§ **TEXT PASSAGE**
★ ★ ★ ★

- - Monday, May 27, 2019


Without question, the U.S. economy is booming. Millions of Americans have gone back to work. The unemployment rate is at a historic low. But one question remains. Is the economy working for everyone?

No, it’s not.

Tens of thousands of former workers who want to be working again are not because they’ve been sidelined by a disability. This is a problem, but also an opportunity. Seizing it will mean that more Americans will have an opportunity to work. At the same time, the Disability Insurance Trust Fund will be more stable over the long term, and more earnings from workers will help shore up the troubled Old Age and Survivors Insurance program. Getting this done, though, will require bipartisan commitment and focus.

The Social Security Trustees recently announced the Disability Insurance Trust Fund will be able to pay full disability benefits until 2052, 20 years later than indicated in their previous report. Also, the trustees said that disability claims have declined steadily since 2010.

★ ★ ★ ★

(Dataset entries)
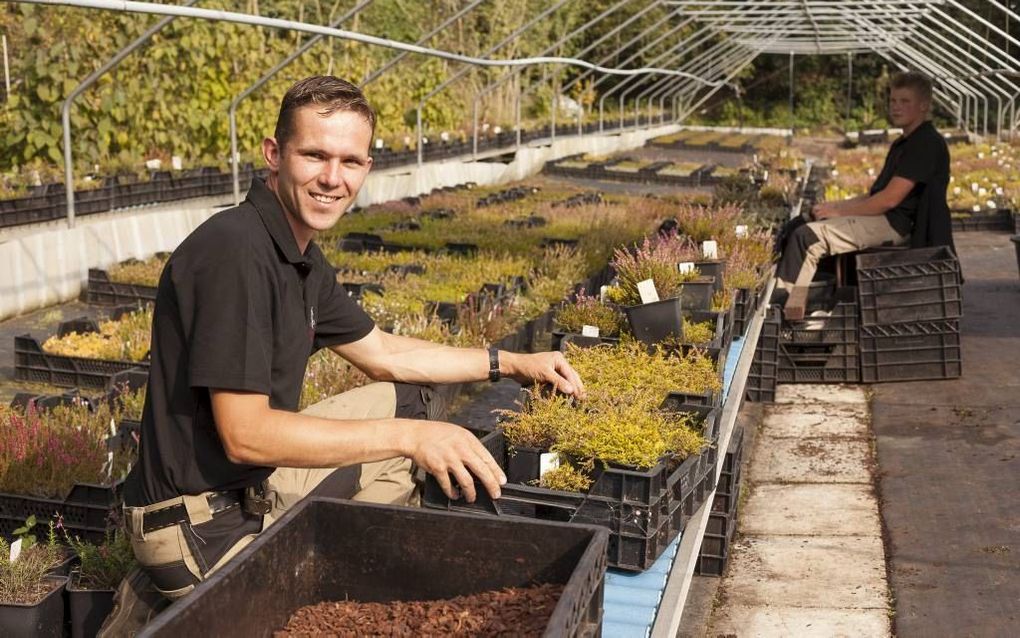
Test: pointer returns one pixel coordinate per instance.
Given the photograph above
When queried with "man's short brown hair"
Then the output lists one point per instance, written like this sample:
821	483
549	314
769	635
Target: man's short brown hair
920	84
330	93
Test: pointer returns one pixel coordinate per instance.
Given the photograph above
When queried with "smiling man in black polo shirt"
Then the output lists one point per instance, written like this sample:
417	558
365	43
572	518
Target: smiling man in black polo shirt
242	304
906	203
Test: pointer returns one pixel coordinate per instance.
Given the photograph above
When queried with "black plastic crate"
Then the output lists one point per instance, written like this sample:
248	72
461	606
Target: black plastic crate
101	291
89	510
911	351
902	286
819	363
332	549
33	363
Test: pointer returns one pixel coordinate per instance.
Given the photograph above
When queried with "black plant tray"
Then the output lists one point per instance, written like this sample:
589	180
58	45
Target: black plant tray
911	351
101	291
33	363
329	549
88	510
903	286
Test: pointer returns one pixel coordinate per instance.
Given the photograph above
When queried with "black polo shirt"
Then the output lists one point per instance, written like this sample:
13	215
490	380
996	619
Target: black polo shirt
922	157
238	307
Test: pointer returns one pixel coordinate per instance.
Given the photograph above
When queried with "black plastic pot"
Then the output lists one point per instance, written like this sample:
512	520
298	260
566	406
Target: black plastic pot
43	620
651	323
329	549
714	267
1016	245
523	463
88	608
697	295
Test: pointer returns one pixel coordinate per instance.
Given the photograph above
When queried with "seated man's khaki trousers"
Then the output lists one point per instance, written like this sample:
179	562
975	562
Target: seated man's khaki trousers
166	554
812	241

★ ★ ★ ★

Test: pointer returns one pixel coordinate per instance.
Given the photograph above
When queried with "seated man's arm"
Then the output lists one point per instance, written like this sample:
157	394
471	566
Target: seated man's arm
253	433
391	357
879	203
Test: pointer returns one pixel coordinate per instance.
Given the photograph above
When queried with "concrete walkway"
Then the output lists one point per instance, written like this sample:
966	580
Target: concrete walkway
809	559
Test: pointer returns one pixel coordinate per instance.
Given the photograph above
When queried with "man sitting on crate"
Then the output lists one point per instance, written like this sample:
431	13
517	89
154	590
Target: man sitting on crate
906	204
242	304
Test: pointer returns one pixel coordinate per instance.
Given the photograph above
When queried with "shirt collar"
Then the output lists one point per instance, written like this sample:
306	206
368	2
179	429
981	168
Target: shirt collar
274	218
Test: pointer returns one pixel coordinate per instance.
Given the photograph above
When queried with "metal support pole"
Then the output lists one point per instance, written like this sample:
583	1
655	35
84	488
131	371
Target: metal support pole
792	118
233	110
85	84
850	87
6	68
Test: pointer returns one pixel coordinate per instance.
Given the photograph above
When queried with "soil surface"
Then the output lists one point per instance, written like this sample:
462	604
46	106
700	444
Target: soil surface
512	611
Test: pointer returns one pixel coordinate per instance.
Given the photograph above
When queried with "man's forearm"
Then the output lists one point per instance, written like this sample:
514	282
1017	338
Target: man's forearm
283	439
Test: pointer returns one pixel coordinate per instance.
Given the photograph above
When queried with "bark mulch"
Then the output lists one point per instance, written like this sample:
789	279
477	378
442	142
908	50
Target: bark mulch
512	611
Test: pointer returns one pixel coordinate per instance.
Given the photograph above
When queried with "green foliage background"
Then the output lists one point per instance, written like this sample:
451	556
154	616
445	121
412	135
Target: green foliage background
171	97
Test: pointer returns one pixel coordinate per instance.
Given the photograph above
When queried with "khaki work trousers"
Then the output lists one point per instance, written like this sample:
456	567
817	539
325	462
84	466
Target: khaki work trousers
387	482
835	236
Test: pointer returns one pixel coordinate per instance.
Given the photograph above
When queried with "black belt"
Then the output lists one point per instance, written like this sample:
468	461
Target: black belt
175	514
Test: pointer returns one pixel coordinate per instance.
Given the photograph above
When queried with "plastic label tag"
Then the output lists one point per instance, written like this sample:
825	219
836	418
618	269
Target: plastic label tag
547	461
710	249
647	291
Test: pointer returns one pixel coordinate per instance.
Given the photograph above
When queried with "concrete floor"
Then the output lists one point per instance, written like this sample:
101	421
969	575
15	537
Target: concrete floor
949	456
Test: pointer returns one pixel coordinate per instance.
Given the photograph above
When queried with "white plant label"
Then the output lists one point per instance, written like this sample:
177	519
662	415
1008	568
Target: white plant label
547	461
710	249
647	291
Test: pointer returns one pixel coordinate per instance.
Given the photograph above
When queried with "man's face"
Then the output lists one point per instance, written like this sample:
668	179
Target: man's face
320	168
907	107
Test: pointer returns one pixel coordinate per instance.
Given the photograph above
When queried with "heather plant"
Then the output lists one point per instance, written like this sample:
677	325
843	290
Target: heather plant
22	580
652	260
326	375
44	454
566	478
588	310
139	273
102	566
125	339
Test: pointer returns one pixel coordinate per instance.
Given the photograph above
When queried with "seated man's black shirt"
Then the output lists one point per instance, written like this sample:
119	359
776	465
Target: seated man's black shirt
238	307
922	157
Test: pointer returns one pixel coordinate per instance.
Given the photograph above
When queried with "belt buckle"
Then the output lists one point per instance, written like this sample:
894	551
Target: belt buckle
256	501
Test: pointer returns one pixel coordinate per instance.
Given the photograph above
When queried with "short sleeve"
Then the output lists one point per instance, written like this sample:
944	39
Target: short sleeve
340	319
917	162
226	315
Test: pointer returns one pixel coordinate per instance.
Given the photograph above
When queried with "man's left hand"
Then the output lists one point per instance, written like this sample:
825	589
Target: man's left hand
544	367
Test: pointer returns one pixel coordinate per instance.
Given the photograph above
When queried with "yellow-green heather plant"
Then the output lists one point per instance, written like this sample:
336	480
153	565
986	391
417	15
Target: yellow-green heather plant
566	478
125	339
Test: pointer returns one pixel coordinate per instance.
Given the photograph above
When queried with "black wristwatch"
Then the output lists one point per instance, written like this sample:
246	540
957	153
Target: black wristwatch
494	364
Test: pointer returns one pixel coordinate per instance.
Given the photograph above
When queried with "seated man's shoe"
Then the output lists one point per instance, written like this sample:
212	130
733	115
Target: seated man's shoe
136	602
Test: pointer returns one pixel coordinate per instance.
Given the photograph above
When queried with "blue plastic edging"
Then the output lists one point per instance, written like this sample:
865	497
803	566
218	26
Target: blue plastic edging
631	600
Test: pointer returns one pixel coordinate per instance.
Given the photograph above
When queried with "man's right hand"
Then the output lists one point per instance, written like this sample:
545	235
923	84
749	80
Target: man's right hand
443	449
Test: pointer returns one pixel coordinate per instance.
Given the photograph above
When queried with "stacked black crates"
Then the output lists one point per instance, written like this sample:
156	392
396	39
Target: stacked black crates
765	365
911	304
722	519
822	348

★ ★ ★ ★

§ **ACTION ITEM**
Can you output a verbatim section of the passage on disability and the economy, beginning at the words "- - Monday, May" and stopping after the words "No, it’s not."? Answer from the passage on disability and the economy alone, not from the data.

§ **ANSWER FOR THE TASK**
- - Monday, May 27, 2019


Without question, the U.S. economy is booming. Millions of Americans have gone back to work. The unemployment rate is at a historic low. But one question remains. Is the economy working for everyone?

No, it’s not.